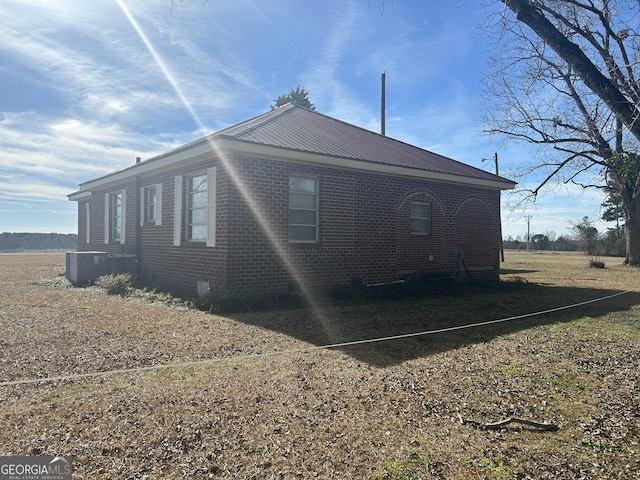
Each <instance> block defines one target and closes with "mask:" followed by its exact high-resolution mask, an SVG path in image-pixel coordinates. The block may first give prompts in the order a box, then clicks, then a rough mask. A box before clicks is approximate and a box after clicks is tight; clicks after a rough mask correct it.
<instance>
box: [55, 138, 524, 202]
mask: <svg viewBox="0 0 640 480" xmlns="http://www.w3.org/2000/svg"><path fill="white" fill-rule="evenodd" d="M226 155H239V156H247V157H251V158H264V159H266V160H274V161H279V162H289V163H298V164H305V165H314V166H318V167H333V168H338V169H341V170H352V171H359V172H367V173H374V174H380V175H393V176H400V177H410V178H417V179H422V180H432V181H436V182H444V183H452V184H458V185H470V186H476V187H481V188H490V189H493V190H510V189H512V188H514V187H515V186H516V183H515V182H511V181H509V180H504V181H499V180H485V179H478V178H472V177H464V176H460V175H454V174H450V173H443V172H433V171H429V170H420V169H417V168H410V167H401V166H397V165H385V164H381V163H372V162H365V161H363V160H356V159H350V158H342V157H332V156H327V155H322V154H319V153H313V152H303V151H299V150H290V149H286V148H282V147H275V146H270V145H264V144H258V143H251V142H245V141H242V140H237V139H235V138H233V137H226V136H223V135H220V136H217V137H215V138H210V137H208V138H204V139H202V140H199V141H195V142H193V143H191V144H188V145H185V146H182V147H179V148H177V149H175V150H172V151H170V152H167V153H164V154H162V155H159V156H157V157H155V158H151V159H149V160H147V161H145V162H142V163H139V164H136V165H133V166H132V167H129V168H126V169H124V170H121V171H119V172H116V173H113V174H110V175H107V176H104V177H100V178H97V179H95V180H90V181H88V182H85V183H82V184H80V190H78V191H77V192H74V193H71V194H69V195H68V198H69V200H74V201H79V200H83V199H85V198H88V197H90V196H91V191H92V190H94V189H97V188H105V187H107V186H109V185H112V184H114V185H119V184H121V183H122V182H123V181H126V180H128V179H130V178H134V177H136V176H138V175H146V174H152V173H158V172H160V171H163V170H169V169H172V168H175V166H176V165H177V164H180V166H185V165H189V164H192V163H197V162H200V161H203V160H207V159H213V158H216V157H217V158H222V159H223V164H224V163H226V162H225V160H224V159H225V156H226Z"/></svg>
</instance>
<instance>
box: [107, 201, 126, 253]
mask: <svg viewBox="0 0 640 480" xmlns="http://www.w3.org/2000/svg"><path fill="white" fill-rule="evenodd" d="M122 207H123V202H122V192H116V193H112V194H111V195H109V239H110V240H113V241H121V240H122V220H123V209H122Z"/></svg>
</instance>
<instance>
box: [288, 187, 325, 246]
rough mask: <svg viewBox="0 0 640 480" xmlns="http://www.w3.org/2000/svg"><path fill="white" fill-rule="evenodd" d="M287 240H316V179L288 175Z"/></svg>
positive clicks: (317, 227)
mask: <svg viewBox="0 0 640 480" xmlns="http://www.w3.org/2000/svg"><path fill="white" fill-rule="evenodd" d="M289 241H290V242H317V241H318V180H317V179H315V178H310V177H295V176H291V177H289Z"/></svg>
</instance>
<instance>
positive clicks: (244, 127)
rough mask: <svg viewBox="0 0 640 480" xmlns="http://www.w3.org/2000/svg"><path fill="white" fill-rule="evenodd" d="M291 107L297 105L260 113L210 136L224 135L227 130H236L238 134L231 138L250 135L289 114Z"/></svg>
mask: <svg viewBox="0 0 640 480" xmlns="http://www.w3.org/2000/svg"><path fill="white" fill-rule="evenodd" d="M292 107H297V105H295V104H294V103H286V104H285V105H282V106H281V107H278V108H275V109H273V110H270V111H268V112H265V113H261V114H260V115H256V116H255V117H253V118H250V119H249V120H245V121H244V122H240V123H236V124H235V125H230V126H228V127H226V128H223V129H222V130H218V131H217V132H214V133H212V134H211V135H214V136H217V135H226V133H225V132H226V131H228V130H238V133H236V134H234V135H230V136H232V137H239V136H241V135H245V134H247V133H251V132H252V131H254V130H257V129H258V128H260V127H262V126H264V125H268V124H270V123H272V122H274V121H275V120H276V119H278V118H280V117H282V116H283V115H285V114H286V113H288V112H290V111H291V110H292V109H293V108H292ZM244 125H247V127H243V126H244Z"/></svg>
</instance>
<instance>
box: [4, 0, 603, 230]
mask: <svg viewBox="0 0 640 480" xmlns="http://www.w3.org/2000/svg"><path fill="white" fill-rule="evenodd" d="M384 3H385V5H384V7H381V6H380V5H379V2H378V1H377V0H371V1H370V2H365V1H364V0H306V1H304V2H303V1H300V0H270V1H269V2H264V1H259V0H234V1H232V2H231V1H222V0H208V1H204V0H184V1H183V2H182V3H178V2H176V4H175V5H174V6H172V4H171V1H170V0H91V1H83V2H80V1H77V0H3V1H2V2H1V3H0V92H2V93H0V232H24V231H28V232H61V233H75V232H76V230H77V210H76V209H77V205H76V203H75V202H70V201H68V200H67V198H66V195H67V194H69V193H71V192H73V191H75V190H76V189H77V188H78V184H79V183H81V182H83V181H86V180H90V179H92V178H95V177H97V176H100V175H103V174H105V173H108V172H111V171H113V170H116V169H119V168H122V167H124V166H127V165H130V164H132V163H134V161H135V158H136V157H142V159H146V158H149V157H151V156H153V155H155V154H157V153H160V152H163V151H166V150H168V149H170V148H173V147H176V146H178V145H181V144H183V143H186V142H188V141H191V140H194V139H196V138H199V137H201V136H203V135H205V134H207V133H211V132H213V131H216V130H219V129H221V128H223V127H226V126H228V125H232V124H234V123H237V122H240V121H242V120H245V119H247V118H250V117H253V116H255V115H259V114H261V113H264V112H266V111H268V110H269V107H270V105H271V104H272V103H273V99H274V98H276V97H277V96H278V95H280V94H281V93H285V92H287V91H288V90H289V89H290V88H292V87H295V86H297V85H301V86H303V87H304V88H306V89H307V90H308V91H309V92H310V98H311V101H312V102H314V103H315V105H316V109H317V110H318V111H320V112H322V113H324V114H327V115H330V116H333V117H336V118H339V119H341V120H344V121H347V122H350V123H354V124H356V125H359V126H361V127H364V128H368V129H371V130H375V131H379V129H380V118H379V115H380V76H381V74H382V72H383V71H384V72H386V87H387V88H386V99H387V100H386V111H387V116H386V134H387V135H388V136H391V137H394V138H397V139H399V140H402V141H405V142H408V143H412V144H414V145H417V146H420V147H422V148H425V149H428V150H431V151H434V152H437V153H439V154H442V155H446V156H449V157H451V158H454V159H456V160H459V161H461V162H464V163H467V164H470V165H473V166H476V167H479V168H484V169H487V170H489V171H494V164H493V161H492V160H490V161H486V162H482V159H483V158H488V159H492V158H493V154H494V152H498V155H499V163H500V173H501V174H502V175H503V176H506V177H509V178H512V179H514V180H516V181H521V179H520V178H517V177H516V176H515V172H516V170H517V168H518V166H519V165H523V164H525V163H527V162H530V160H531V156H532V155H533V153H532V152H531V151H530V150H529V149H528V147H527V146H526V145H515V144H513V145H504V144H502V143H501V140H502V139H498V138H491V137H489V136H486V135H484V134H483V133H482V125H481V122H480V120H481V116H482V112H483V109H484V108H485V105H484V103H483V101H482V97H481V93H482V89H483V85H482V84H481V81H480V79H481V76H482V74H486V73H488V72H489V65H488V63H487V58H488V55H487V52H488V48H489V47H488V46H487V44H486V43H485V35H483V33H482V29H481V28H480V24H481V22H482V21H483V19H484V17H485V15H486V11H485V10H483V9H482V8H480V6H479V4H480V3H481V2H480V0H451V1H447V2H442V1H436V0H425V1H420V2H418V1H406V0H405V1H402V0H393V1H386V2H384ZM534 182H535V178H533V179H526V180H524V181H523V183H522V184H523V185H524V186H527V185H529V186H533V184H534ZM517 200H518V197H517V196H516V195H514V194H512V193H508V192H506V193H504V194H503V232H504V235H505V236H508V235H512V236H513V237H516V236H518V235H520V236H524V235H526V231H527V224H526V219H525V216H526V215H530V216H531V233H532V234H533V233H546V232H549V231H553V232H555V233H556V234H557V235H566V234H567V233H569V229H570V222H571V221H578V220H580V219H581V218H582V217H583V216H585V215H587V216H589V217H591V218H593V219H597V218H599V216H600V204H601V202H602V196H601V194H599V193H598V192H596V191H587V192H583V191H582V190H581V189H579V188H577V187H576V188H569V189H566V190H557V189H556V190H547V191H545V192H543V194H542V195H541V196H540V197H539V198H538V200H537V202H536V203H535V204H528V205H527V206H526V208H525V207H524V206H522V205H521V206H519V207H517V208H515V209H514V208H513V206H514V205H515V204H516V203H518V202H517ZM598 227H599V228H600V229H601V230H604V229H605V228H606V226H605V225H603V224H599V225H598Z"/></svg>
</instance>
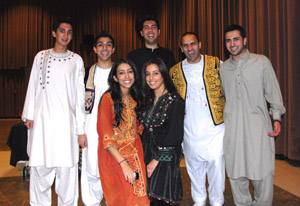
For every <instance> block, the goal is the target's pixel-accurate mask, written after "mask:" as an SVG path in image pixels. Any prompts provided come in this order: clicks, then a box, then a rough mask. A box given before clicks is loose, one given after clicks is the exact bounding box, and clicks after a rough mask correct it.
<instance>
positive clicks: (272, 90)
mask: <svg viewBox="0 0 300 206" xmlns="http://www.w3.org/2000/svg"><path fill="white" fill-rule="evenodd" d="M224 37H225V45H226V48H227V50H228V52H229V53H230V58H229V59H227V60H226V61H225V62H224V64H222V67H221V71H220V75H221V79H222V83H223V86H224V92H225V95H226V99H227V102H226V107H225V109H224V122H225V124H226V132H225V135H224V154H225V161H226V172H227V176H228V178H229V181H230V185H231V191H232V195H233V199H234V204H235V205H253V206H254V205H255V206H271V205H272V201H273V176H274V167H275V146H274V144H275V143H274V137H276V136H278V135H279V133H280V131H281V125H280V122H281V115H283V114H284V113H285V108H284V105H283V102H282V96H281V91H280V87H279V84H278V81H277V78H276V74H275V72H274V69H273V67H272V64H271V62H270V60H269V59H268V58H267V57H266V56H264V55H260V54H254V53H250V52H249V50H248V49H247V48H246V44H247V37H246V32H245V30H244V28H243V27H241V26H239V25H231V26H229V27H227V28H226V29H225V32H224ZM267 103H269V107H268V105H267ZM270 115H272V119H273V124H272V122H271V119H270ZM272 126H273V128H272ZM249 181H251V183H252V185H253V188H254V198H252V196H251V194H250V191H249Z"/></svg>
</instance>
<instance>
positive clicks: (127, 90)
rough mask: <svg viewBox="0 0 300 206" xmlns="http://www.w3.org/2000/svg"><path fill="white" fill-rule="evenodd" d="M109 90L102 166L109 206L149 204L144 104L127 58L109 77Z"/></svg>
mask: <svg viewBox="0 0 300 206" xmlns="http://www.w3.org/2000/svg"><path fill="white" fill-rule="evenodd" d="M108 83H109V90H108V92H106V93H105V94H104V95H103V97H102V100H101V102H100V105H99V110H98V122H97V129H98V134H99V147H98V164H99V172H100V179H101V184H102V188H103V193H104V197H105V200H106V202H107V205H108V206H120V205H124V206H127V205H128V206H129V205H134V206H140V205H141V206H144V205H149V199H148V197H147V191H146V174H145V163H144V160H143V148H142V143H141V140H140V136H139V134H141V132H142V131H143V126H142V125H141V124H140V122H139V121H138V119H137V115H136V111H135V110H138V106H137V105H138V104H139V102H140V99H141V98H140V95H139V92H138V90H137V88H138V81H137V71H136V68H135V66H134V65H133V64H132V63H131V62H130V61H128V60H127V59H119V60H117V61H116V62H115V63H114V64H113V66H112V69H111V72H110V74H109V77H108Z"/></svg>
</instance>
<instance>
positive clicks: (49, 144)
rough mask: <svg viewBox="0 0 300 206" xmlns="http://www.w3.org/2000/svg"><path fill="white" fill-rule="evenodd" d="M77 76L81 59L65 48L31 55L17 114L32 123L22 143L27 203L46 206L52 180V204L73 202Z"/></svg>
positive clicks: (76, 147) (49, 200) (82, 104)
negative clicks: (24, 172) (26, 134)
mask: <svg viewBox="0 0 300 206" xmlns="http://www.w3.org/2000/svg"><path fill="white" fill-rule="evenodd" d="M83 77H84V65H83V61H82V58H81V57H80V56H79V55H77V54H75V53H73V52H71V51H69V50H68V51H67V52H66V53H55V52H54V51H53V49H49V50H44V51H41V52H39V53H38V54H37V55H36V57H35V59H34V63H33V67H32V70H31V75H30V80H29V84H28V89H27V95H26V99H25V104H24V110H23V116H22V119H23V120H26V119H28V120H33V121H34V123H33V128H32V129H31V130H28V145H27V152H28V155H29V166H30V167H31V171H30V172H31V173H30V204H31V205H43V206H45V205H51V185H52V184H53V181H54V179H56V183H55V184H56V185H55V186H56V193H57V194H58V205H77V200H78V169H77V168H78V156H79V145H78V136H77V135H78V134H83V132H84V131H80V129H79V128H76V126H77V125H82V124H83V121H84V115H85V111H84V82H83ZM76 130H77V131H76Z"/></svg>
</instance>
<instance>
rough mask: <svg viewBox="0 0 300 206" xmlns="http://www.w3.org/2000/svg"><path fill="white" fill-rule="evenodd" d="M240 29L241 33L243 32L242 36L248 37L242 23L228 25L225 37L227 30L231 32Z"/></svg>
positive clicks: (242, 33)
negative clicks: (239, 24) (238, 24)
mask: <svg viewBox="0 0 300 206" xmlns="http://www.w3.org/2000/svg"><path fill="white" fill-rule="evenodd" d="M236 30H237V31H240V34H241V37H242V38H245V37H246V32H245V29H244V28H243V27H241V26H240V25H236V24H232V25H230V26H229V27H227V28H226V29H225V31H224V38H225V35H226V33H227V32H230V31H236Z"/></svg>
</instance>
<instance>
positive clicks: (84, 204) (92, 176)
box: [81, 150, 103, 206]
mask: <svg viewBox="0 0 300 206" xmlns="http://www.w3.org/2000/svg"><path fill="white" fill-rule="evenodd" d="M83 152H84V150H83ZM95 155H97V154H95ZM86 162H87V161H86V155H85V154H83V155H82V168H81V198H82V202H83V203H84V205H86V206H99V205H100V203H101V201H102V199H103V190H102V186H101V181H100V178H99V177H97V176H94V175H92V174H90V173H89V172H88V171H87V167H86Z"/></svg>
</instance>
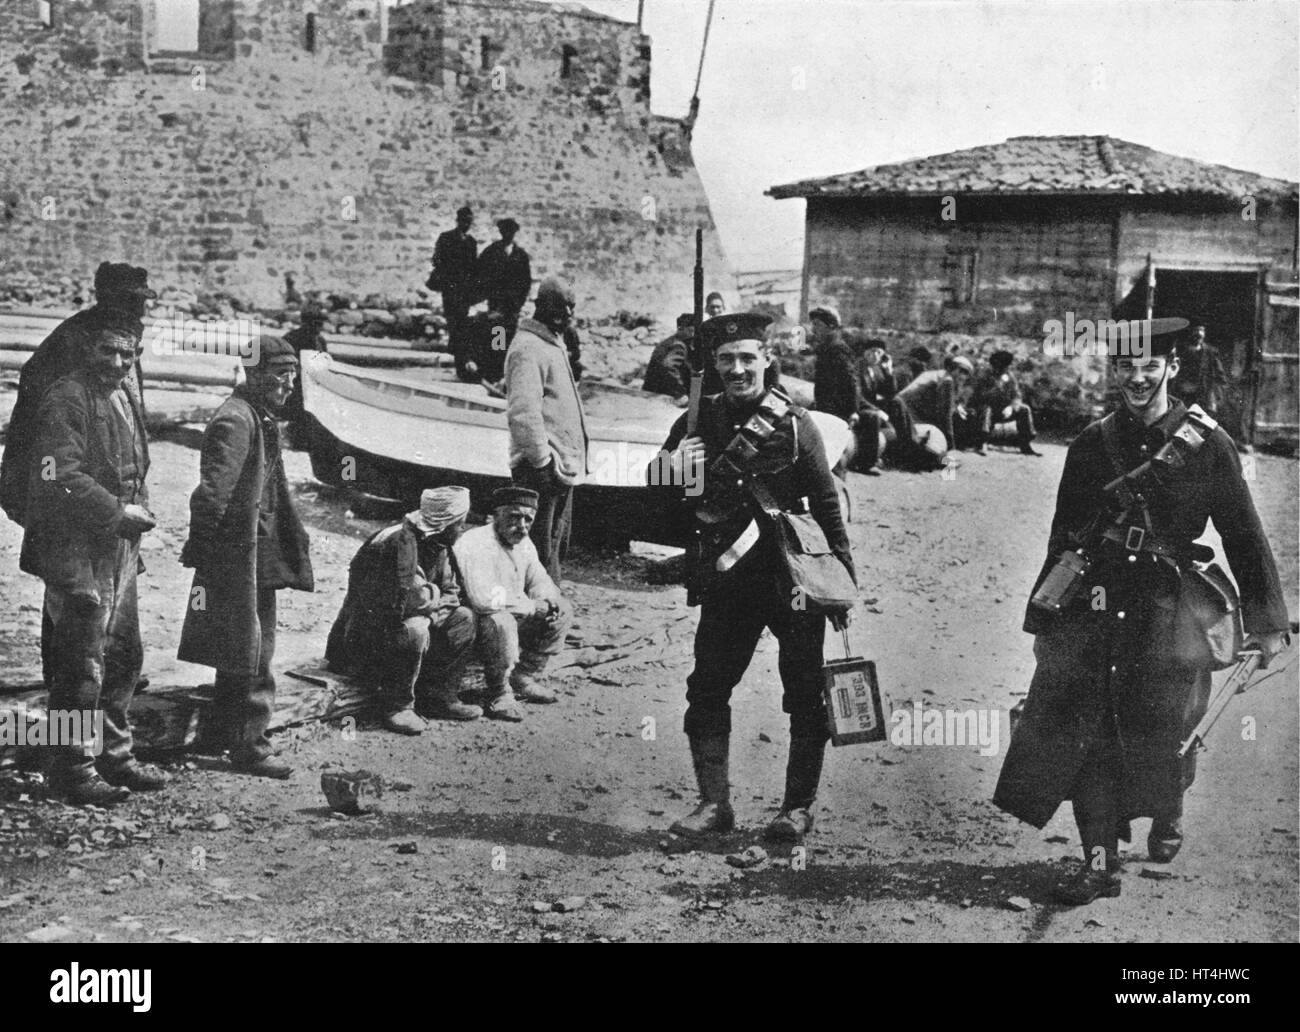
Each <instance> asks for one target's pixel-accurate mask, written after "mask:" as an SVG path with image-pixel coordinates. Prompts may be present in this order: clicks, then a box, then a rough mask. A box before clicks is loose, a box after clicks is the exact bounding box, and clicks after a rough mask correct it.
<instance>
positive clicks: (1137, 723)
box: [993, 402, 1288, 828]
mask: <svg viewBox="0 0 1300 1032" xmlns="http://www.w3.org/2000/svg"><path fill="white" fill-rule="evenodd" d="M1186 411H1187V409H1186V408H1184V407H1183V406H1182V403H1179V402H1171V403H1170V411H1169V412H1167V413H1166V415H1165V416H1164V417H1162V419H1161V420H1160V421H1157V422H1156V424H1154V425H1152V426H1151V428H1144V426H1143V424H1141V421H1140V420H1138V419H1135V417H1132V416H1131V415H1130V413H1128V412H1127V411H1121V412H1118V413H1115V416H1114V417H1113V419H1114V420H1117V428H1118V432H1119V433H1118V437H1119V445H1121V451H1122V455H1123V463H1125V468H1126V469H1132V468H1135V467H1138V465H1139V464H1140V463H1141V461H1144V460H1145V459H1148V458H1151V456H1152V455H1153V454H1154V452H1156V451H1158V448H1160V447H1161V446H1162V445H1164V443H1165V441H1166V439H1167V437H1169V434H1170V433H1171V432H1173V430H1175V429H1177V428H1178V426H1179V425H1180V422H1182V420H1183V417H1184V413H1186ZM1114 478H1115V471H1114V465H1113V463H1112V461H1110V459H1109V456H1108V454H1106V448H1105V445H1104V442H1102V430H1101V422H1100V421H1099V422H1093V424H1092V425H1091V426H1088V428H1087V429H1086V430H1084V432H1083V433H1082V434H1080V435H1079V438H1078V439H1076V441H1075V442H1074V445H1071V446H1070V452H1069V455H1067V456H1066V464H1065V472H1063V473H1062V476H1061V486H1060V490H1058V494H1057V507H1056V517H1054V519H1053V521H1052V534H1050V539H1049V542H1048V559H1047V563H1045V564H1044V567H1043V572H1041V573H1040V574H1039V581H1037V584H1041V582H1043V580H1044V577H1045V576H1047V573H1048V571H1049V569H1050V568H1052V565H1053V564H1054V563H1056V560H1057V556H1058V555H1060V554H1061V552H1062V551H1063V550H1065V548H1069V547H1073V546H1074V545H1075V542H1074V541H1073V539H1071V533H1073V532H1078V530H1080V528H1082V526H1083V525H1084V524H1086V522H1087V521H1088V519H1089V517H1091V516H1092V515H1093V513H1095V512H1096V511H1097V510H1099V507H1100V506H1101V504H1102V500H1104V494H1102V486H1104V485H1105V484H1108V482H1110V481H1112V480H1114ZM1149 504H1151V517H1152V525H1153V526H1154V529H1156V532H1157V533H1158V534H1160V535H1161V538H1162V539H1164V541H1166V542H1169V543H1171V545H1173V546H1175V548H1178V550H1179V551H1182V552H1183V554H1184V555H1186V552H1188V551H1191V546H1192V542H1193V541H1195V539H1196V538H1199V537H1200V535H1201V534H1203V533H1204V532H1205V526H1206V521H1208V520H1213V521H1214V528H1216V529H1217V530H1218V533H1219V535H1221V537H1222V541H1223V550H1225V552H1226V555H1227V561H1229V565H1230V568H1231V571H1232V576H1234V578H1235V580H1236V584H1238V587H1239V591H1240V594H1242V615H1243V619H1244V625H1245V630H1247V633H1252V632H1253V633H1265V632H1273V630H1286V629H1287V626H1288V619H1287V611H1286V606H1284V602H1283V598H1282V589H1281V584H1279V581H1278V572H1277V567H1275V565H1274V561H1273V552H1271V550H1270V548H1269V543H1268V541H1266V539H1265V537H1264V529H1262V526H1261V524H1260V516H1258V513H1257V512H1256V510H1255V503H1253V500H1252V499H1251V493H1249V490H1248V487H1247V484H1245V481H1244V478H1243V476H1242V465H1240V461H1239V459H1238V456H1236V450H1235V448H1234V446H1232V442H1231V441H1230V439H1229V437H1227V434H1225V433H1223V432H1222V430H1214V432H1213V433H1212V434H1209V437H1206V439H1205V445H1204V446H1203V447H1201V448H1200V451H1199V452H1196V455H1195V456H1192V459H1191V460H1190V463H1188V465H1187V467H1186V468H1184V469H1182V471H1178V472H1177V473H1173V474H1171V476H1169V477H1167V478H1166V480H1165V481H1164V484H1162V485H1161V486H1160V487H1158V489H1156V490H1154V491H1153V493H1152V494H1151V495H1149ZM1134 519H1135V520H1136V521H1138V522H1139V524H1140V522H1141V520H1140V516H1136V517H1134ZM1130 556H1132V559H1130ZM1188 561H1190V560H1187V559H1183V560H1179V561H1174V560H1171V559H1166V558H1161V556H1156V555H1153V554H1151V552H1147V551H1141V552H1127V551H1126V550H1125V548H1123V547H1122V546H1118V545H1110V543H1108V545H1105V546H1104V547H1101V548H1097V550H1096V561H1095V563H1093V567H1092V569H1091V571H1089V573H1088V576H1087V581H1086V586H1084V590H1083V591H1082V593H1080V594H1079V597H1078V599H1076V602H1075V604H1074V607H1073V608H1071V610H1069V611H1066V612H1062V613H1061V615H1060V616H1052V615H1050V613H1044V612H1040V611H1037V610H1035V608H1034V607H1030V610H1028V612H1027V615H1026V620H1024V629H1026V630H1027V632H1028V633H1031V634H1036V636H1037V638H1036V641H1035V645H1034V654H1035V656H1036V659H1037V669H1036V671H1035V673H1034V680H1032V682H1031V684H1030V693H1028V698H1027V699H1026V704H1024V715H1023V719H1022V720H1021V723H1019V725H1018V727H1017V729H1015V733H1014V736H1013V737H1011V743H1010V747H1009V750H1008V755H1006V760H1005V763H1004V764H1002V772H1001V776H1000V779H998V784H997V790H996V794H995V797H993V801H995V803H997V806H1000V807H1001V808H1002V810H1006V811H1008V812H1010V814H1013V815H1014V816H1017V818H1019V819H1022V820H1024V821H1027V823H1030V824H1032V825H1035V827H1037V828H1041V827H1043V825H1044V824H1045V823H1047V821H1048V820H1049V819H1050V818H1052V815H1053V814H1054V812H1056V810H1057V807H1058V806H1060V805H1061V803H1062V802H1063V801H1065V799H1067V798H1070V793H1071V786H1073V785H1074V782H1075V779H1076V776H1078V775H1079V772H1080V768H1082V766H1083V763H1084V762H1086V758H1087V755H1088V753H1089V750H1092V749H1093V746H1096V745H1097V743H1100V742H1104V741H1106V740H1108V738H1112V740H1114V741H1115V742H1117V745H1118V754H1117V755H1118V760H1119V762H1118V767H1117V769H1114V771H1113V775H1114V777H1115V780H1117V784H1118V790H1119V799H1118V805H1119V811H1118V814H1117V818H1118V819H1119V820H1126V819H1131V818H1139V816H1154V815H1157V814H1165V815H1167V814H1171V812H1173V814H1177V812H1180V798H1182V793H1183V790H1184V789H1186V788H1187V786H1188V785H1191V784H1192V779H1193V777H1195V773H1196V766H1195V755H1191V756H1188V758H1187V760H1179V759H1178V755H1177V753H1178V747H1179V745H1180V742H1182V741H1183V740H1184V738H1186V737H1187V734H1188V733H1190V732H1191V729H1192V728H1193V727H1195V725H1196V723H1197V721H1199V720H1200V719H1201V716H1204V714H1205V706H1206V702H1208V697H1209V688H1210V673H1209V669H1208V668H1206V667H1204V665H1199V662H1201V660H1199V659H1196V658H1193V656H1192V655H1191V654H1190V652H1188V651H1187V650H1186V649H1183V647H1180V642H1184V641H1186V638H1180V637H1179V636H1178V634H1175V616H1177V613H1178V607H1179V598H1180V594H1182V593H1184V591H1187V590H1190V589H1188V586H1187V573H1186V571H1187V568H1188V567H1187V563H1188ZM1095 587H1101V589H1104V593H1105V594H1104V595H1100V594H1097V593H1095V590H1093V589H1095ZM1035 590H1037V585H1035ZM1096 599H1101V600H1102V602H1104V604H1102V606H1101V607H1097V608H1095V600H1096Z"/></svg>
——————
- [Activity]:
Copy the items word for word, from their start through the line that contains "box: [55, 138, 524, 202]", with both ends included. Leave the pictures out of your copy.

- [Exercise solution]:
Each <instance> block defines one target and closes with "mask:" followed by its exact high-resolution mask, an SVG path in image-pixel coordinates. The block may first give prompts in the order a box, then clicks, then a rough mask. A box before clicks is approximate and a box after clicks is tight; clicks after a rough mask correct it.
<instance>
box: [55, 138, 524, 202]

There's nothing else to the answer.